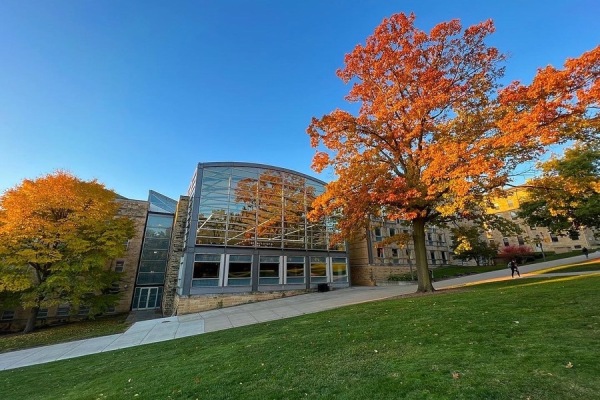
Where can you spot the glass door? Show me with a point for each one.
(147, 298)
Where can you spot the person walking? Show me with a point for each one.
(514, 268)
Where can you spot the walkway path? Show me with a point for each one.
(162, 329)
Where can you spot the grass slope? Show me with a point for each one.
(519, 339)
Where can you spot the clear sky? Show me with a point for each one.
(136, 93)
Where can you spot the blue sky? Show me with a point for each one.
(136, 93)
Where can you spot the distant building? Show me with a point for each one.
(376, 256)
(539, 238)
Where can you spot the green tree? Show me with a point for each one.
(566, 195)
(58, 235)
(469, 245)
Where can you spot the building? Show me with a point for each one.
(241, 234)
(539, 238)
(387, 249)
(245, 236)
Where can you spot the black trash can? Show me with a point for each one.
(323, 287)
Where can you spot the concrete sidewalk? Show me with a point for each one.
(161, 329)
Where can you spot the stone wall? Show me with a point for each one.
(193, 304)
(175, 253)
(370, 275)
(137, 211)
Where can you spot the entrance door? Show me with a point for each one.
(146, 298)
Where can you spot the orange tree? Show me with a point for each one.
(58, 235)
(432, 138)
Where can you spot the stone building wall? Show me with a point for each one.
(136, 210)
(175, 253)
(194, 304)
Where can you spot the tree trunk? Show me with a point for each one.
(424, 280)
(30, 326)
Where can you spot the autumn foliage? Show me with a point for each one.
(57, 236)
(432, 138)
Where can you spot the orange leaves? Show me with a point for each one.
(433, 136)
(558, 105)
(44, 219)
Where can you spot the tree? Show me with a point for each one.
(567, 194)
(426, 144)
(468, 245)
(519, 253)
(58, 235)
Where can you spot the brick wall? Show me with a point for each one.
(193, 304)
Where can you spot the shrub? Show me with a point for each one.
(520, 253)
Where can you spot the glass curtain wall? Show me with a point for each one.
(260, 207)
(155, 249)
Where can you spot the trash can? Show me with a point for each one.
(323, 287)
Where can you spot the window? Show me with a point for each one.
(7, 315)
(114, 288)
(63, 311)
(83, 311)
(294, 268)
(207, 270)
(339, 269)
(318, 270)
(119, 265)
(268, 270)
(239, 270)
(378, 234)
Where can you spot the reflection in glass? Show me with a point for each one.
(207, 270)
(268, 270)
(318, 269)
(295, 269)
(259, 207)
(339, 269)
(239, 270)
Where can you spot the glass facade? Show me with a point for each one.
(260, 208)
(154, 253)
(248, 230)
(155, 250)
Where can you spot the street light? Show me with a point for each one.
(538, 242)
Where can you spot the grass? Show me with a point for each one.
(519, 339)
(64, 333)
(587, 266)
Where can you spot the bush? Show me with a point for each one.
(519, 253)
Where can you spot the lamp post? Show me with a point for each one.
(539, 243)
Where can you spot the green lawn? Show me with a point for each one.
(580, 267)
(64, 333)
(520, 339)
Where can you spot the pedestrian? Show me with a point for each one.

┄┄┄┄┄┄

■ TASK STATEMENT
Lines in scope run from the one holding "Where can you spot the glass facade?" to the last line of the material above; transcribe them exactly and omit the rest.

■ SOLUTION TO THE PROBLEM
Where can you spot the glass facade? Show me with a point for each one.
(260, 208)
(154, 253)
(248, 230)
(155, 250)
Where can you spot the street light? Show me with a point for each one.
(538, 242)
Where can you spot the grass? Show me with a point for each one.
(519, 339)
(64, 333)
(587, 266)
Where can you spot the bush? Show me with a point for each one.
(519, 253)
Where can you spot the lamp post? Show me with a point for each one.
(539, 243)
Where can you spot the green lawn? Show me with a point for each one.
(580, 267)
(64, 333)
(520, 339)
Where can you spot the pedestrian? Show me with a point for each one.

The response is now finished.